WHAT YOU WILL DO:
Starting with the line that contains "[locate] weathered wooden", write out each line through the end of the listing, unchanged. Output nothing else.

PROVIDED RECORDS:
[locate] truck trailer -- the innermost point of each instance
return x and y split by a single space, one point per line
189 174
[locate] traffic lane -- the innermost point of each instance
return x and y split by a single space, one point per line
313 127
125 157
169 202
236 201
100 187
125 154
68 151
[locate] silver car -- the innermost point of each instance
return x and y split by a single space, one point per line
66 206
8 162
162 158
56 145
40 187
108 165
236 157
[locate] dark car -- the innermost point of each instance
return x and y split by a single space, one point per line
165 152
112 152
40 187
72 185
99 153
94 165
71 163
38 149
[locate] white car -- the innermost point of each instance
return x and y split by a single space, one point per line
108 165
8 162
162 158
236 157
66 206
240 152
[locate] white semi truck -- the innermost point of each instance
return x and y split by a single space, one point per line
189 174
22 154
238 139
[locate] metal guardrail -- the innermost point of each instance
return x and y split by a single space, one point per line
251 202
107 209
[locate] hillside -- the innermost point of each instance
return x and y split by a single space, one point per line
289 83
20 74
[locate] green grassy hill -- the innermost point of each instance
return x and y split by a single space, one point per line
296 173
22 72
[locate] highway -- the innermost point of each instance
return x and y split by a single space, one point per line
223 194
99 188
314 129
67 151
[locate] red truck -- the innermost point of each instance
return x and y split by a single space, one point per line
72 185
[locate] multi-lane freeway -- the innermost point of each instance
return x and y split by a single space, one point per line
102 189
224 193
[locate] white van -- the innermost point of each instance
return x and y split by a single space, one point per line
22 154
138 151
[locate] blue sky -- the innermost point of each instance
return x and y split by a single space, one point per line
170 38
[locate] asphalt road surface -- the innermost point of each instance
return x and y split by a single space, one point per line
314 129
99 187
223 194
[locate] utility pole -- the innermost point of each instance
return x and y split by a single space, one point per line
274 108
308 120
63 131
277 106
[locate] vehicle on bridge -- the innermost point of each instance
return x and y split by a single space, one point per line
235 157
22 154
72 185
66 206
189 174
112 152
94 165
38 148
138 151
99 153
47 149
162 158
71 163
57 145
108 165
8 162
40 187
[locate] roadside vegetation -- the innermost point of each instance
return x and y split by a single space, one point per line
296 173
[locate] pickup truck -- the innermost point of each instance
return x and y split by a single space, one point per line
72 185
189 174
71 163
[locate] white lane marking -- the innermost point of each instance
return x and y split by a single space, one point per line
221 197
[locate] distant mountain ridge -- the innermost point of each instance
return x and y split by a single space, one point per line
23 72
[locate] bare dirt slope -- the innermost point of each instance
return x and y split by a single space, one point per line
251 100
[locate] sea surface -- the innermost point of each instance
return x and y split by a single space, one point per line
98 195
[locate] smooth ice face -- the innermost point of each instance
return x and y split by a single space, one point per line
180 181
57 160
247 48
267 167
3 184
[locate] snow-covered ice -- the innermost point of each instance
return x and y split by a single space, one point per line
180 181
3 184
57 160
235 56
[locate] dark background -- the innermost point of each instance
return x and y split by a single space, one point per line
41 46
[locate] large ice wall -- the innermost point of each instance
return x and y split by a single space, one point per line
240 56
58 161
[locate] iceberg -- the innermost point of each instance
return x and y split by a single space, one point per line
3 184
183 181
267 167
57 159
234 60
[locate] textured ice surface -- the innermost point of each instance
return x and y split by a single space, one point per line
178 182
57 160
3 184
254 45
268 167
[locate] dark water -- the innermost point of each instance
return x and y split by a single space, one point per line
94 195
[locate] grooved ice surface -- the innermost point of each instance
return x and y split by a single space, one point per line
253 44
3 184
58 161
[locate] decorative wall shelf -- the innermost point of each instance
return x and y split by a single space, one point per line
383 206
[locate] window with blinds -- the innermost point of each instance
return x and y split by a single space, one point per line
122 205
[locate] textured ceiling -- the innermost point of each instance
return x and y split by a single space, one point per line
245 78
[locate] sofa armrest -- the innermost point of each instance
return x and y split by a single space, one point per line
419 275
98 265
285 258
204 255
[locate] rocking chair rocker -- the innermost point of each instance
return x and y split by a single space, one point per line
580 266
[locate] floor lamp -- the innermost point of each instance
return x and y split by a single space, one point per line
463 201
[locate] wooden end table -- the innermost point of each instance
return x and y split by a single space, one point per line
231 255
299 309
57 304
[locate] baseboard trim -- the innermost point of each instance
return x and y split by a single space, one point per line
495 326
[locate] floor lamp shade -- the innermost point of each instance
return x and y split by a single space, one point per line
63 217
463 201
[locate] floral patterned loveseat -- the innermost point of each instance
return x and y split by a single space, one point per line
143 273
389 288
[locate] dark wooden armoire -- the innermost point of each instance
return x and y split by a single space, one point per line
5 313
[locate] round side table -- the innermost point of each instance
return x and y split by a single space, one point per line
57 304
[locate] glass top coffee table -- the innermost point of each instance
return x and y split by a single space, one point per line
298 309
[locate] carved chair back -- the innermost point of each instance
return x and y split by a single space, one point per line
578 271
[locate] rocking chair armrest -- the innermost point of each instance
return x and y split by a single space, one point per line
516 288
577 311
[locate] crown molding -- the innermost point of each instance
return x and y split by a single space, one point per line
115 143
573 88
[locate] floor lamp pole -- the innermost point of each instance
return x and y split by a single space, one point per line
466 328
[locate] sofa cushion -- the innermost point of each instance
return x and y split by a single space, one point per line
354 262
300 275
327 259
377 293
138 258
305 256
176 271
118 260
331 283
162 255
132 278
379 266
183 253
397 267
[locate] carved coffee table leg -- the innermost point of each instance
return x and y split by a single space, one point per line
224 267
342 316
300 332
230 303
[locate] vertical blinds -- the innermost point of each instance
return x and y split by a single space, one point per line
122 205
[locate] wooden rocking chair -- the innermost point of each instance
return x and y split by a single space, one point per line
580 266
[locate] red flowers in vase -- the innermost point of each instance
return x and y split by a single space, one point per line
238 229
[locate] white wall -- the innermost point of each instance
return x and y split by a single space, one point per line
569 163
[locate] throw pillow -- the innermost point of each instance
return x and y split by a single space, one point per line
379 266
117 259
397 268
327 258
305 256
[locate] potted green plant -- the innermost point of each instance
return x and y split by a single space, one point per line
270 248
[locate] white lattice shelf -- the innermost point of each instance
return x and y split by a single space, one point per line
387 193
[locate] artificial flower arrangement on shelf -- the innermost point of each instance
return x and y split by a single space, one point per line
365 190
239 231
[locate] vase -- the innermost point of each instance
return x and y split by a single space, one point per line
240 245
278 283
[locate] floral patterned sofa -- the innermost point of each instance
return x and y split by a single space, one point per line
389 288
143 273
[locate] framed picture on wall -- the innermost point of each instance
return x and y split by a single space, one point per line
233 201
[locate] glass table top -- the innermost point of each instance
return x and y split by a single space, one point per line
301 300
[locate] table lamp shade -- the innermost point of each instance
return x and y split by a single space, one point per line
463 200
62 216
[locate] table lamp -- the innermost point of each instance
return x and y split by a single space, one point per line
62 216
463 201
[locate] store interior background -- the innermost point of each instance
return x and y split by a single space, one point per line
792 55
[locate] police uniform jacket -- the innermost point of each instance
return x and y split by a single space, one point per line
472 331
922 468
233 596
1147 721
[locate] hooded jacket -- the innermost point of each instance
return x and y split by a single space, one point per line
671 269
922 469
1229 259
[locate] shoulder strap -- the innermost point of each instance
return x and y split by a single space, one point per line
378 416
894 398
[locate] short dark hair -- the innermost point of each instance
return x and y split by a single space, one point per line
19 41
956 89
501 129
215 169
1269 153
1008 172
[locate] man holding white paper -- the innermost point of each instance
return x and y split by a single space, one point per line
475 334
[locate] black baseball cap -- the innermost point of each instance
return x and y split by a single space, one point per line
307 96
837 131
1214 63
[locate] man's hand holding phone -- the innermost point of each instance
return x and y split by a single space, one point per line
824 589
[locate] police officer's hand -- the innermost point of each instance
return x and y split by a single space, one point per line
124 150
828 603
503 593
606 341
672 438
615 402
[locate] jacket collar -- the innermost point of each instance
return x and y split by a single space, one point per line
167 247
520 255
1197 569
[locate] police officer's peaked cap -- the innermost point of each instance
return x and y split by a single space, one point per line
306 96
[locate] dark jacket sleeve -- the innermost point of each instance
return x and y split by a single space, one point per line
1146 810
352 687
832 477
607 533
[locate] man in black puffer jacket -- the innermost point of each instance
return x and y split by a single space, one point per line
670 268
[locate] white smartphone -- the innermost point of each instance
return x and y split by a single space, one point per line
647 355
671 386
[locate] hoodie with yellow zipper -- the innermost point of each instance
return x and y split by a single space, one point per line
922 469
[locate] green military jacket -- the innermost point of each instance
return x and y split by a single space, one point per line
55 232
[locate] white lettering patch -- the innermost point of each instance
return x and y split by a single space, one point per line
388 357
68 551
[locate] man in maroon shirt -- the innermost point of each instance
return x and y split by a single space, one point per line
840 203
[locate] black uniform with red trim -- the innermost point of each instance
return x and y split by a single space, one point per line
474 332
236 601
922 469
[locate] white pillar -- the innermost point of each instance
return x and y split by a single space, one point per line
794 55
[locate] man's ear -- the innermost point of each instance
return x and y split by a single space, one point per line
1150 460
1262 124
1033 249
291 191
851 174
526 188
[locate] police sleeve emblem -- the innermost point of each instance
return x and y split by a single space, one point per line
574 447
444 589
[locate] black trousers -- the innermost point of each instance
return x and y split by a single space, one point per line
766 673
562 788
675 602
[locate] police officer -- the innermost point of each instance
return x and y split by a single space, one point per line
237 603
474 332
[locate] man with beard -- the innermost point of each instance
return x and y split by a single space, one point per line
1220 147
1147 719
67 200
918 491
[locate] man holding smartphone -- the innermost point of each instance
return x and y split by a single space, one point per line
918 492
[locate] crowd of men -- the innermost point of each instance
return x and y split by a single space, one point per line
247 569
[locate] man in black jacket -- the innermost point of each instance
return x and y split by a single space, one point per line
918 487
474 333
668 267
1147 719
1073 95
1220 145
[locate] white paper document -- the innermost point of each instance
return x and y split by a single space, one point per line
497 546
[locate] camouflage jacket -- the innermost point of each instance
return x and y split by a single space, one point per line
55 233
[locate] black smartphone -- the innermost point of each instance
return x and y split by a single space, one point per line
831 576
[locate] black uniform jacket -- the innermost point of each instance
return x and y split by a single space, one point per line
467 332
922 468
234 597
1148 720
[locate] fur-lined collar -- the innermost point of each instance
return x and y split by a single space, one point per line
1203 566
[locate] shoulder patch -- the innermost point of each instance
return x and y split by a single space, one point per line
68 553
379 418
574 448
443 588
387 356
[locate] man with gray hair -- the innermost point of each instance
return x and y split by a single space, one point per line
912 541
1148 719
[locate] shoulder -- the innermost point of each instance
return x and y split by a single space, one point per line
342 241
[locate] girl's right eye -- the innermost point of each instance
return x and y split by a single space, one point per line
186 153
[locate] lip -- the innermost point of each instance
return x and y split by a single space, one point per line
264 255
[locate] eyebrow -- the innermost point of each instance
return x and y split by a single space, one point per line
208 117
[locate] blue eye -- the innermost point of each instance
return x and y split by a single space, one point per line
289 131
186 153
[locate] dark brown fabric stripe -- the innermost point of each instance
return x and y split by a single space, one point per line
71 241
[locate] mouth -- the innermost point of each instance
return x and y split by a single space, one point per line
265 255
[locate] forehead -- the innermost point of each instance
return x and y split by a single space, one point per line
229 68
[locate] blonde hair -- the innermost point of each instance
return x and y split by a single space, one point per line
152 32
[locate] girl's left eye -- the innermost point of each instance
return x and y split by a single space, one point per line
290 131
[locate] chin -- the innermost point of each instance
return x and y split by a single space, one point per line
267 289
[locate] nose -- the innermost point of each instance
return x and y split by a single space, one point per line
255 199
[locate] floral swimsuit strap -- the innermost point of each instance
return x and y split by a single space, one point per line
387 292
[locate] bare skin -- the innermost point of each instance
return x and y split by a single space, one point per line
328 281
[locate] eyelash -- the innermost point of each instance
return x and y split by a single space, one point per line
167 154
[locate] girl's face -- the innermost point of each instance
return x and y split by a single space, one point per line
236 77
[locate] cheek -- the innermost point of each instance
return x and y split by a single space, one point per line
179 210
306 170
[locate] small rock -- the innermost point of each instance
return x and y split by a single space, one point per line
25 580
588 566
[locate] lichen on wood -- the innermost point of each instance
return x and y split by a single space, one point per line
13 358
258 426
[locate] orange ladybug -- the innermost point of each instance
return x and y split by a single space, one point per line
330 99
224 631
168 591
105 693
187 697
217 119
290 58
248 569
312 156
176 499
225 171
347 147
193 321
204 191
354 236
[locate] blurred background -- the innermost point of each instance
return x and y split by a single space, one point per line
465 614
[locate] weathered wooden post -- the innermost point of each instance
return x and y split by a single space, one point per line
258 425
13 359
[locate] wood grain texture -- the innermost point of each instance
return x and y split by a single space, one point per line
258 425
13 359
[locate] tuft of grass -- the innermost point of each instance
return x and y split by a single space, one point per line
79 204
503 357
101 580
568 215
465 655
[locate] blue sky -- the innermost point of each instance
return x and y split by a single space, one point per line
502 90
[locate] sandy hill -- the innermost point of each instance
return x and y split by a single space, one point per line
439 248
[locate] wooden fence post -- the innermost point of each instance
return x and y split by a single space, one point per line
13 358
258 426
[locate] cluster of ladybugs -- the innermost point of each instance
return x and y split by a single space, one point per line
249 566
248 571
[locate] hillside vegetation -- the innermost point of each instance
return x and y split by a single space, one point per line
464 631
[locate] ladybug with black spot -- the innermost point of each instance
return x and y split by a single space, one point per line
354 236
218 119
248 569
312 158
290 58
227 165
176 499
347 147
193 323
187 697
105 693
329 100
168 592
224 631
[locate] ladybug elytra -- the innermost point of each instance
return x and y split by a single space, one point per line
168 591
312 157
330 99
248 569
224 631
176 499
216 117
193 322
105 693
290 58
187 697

THE COMPLETED TASK:
[locate] weathered wooden post -- the innermost point of each instance
return x and y split by a single space, one point per line
258 425
13 359
[locate] wood grain texture -- the innermost point of each instance
return x and y split by a single space, one point per line
258 425
13 359
[locate] tuft of grass -- the innermost point of each instance
return x and y split by a single space, one point per line
79 204
503 357
101 580
568 215
465 655
[locate] blue sky -- the innermost point of each instance
return x and y split by a single space, one point per line
502 90
[locate] sandy hill -- the innermost point of each instance
return x and y split by a single space, one point per line
439 248
[locate] wooden fence post -- the innermost point of each instance
return x and y split by a single space, one point per line
13 358
258 426
[locate] cluster of ladybugs -- the innermost point of each instance
return x and y split by a single space, one point per line
249 566
248 571
[locate] hillside vegetation -- the innermost point of each instance
return x and y split by a single space, one point per line
464 631
[locate] ladybug with black spot -- the innermost point of each instance
return x and y split by a single space, one point per line
354 236
218 119
248 569
312 158
290 58
227 165
176 499
347 147
193 323
187 697
105 693
329 100
168 592
224 631
[locate] ladybug elytra -- the innermost point of each instance
return x and y split by a single space, one point per line
168 591
312 157
330 99
248 569
224 631
176 499
216 117
193 322
105 693
290 58
187 697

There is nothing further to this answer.